# Consignes à suivre:
Combien de lignes des enregistrements contiennent le mot « bush » ? Indiquez uniquement ce nombre.

# Enregistrements conservés:
'''
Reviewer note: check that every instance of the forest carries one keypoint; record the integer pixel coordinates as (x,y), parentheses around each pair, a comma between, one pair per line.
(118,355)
'''
'''
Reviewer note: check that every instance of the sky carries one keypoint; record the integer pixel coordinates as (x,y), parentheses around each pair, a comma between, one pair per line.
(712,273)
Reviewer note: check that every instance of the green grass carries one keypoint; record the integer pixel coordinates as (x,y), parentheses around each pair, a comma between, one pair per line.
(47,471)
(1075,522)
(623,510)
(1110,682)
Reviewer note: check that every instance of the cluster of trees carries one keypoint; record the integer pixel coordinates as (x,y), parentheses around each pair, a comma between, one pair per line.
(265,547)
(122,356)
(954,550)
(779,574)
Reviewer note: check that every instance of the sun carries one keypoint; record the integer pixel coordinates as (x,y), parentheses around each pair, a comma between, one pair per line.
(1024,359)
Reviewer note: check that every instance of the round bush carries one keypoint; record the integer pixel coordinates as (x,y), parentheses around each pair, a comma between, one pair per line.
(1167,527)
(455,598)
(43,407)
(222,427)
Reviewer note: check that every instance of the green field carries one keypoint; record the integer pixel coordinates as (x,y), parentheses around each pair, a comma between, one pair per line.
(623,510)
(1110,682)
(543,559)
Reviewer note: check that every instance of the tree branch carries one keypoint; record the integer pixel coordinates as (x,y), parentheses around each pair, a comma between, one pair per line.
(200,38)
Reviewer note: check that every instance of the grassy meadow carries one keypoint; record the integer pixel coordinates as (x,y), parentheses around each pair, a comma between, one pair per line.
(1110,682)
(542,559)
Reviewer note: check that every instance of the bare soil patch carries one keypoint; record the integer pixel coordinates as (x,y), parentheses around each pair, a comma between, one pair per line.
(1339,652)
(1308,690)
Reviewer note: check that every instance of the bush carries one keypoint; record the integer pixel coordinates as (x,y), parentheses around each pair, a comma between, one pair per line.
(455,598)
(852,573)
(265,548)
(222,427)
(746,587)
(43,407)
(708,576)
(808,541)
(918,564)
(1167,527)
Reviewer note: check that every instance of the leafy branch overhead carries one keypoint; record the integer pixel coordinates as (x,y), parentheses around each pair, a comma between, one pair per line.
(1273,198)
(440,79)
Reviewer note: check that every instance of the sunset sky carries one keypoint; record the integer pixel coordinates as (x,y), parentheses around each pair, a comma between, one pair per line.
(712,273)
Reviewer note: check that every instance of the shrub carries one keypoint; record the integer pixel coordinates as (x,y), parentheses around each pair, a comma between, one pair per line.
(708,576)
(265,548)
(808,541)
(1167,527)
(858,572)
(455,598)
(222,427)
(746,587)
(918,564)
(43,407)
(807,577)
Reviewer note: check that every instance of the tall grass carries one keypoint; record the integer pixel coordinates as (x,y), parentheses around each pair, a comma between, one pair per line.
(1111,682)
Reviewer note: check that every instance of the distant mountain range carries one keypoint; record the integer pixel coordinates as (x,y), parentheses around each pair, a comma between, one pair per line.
'''
# Réponse attendue:
2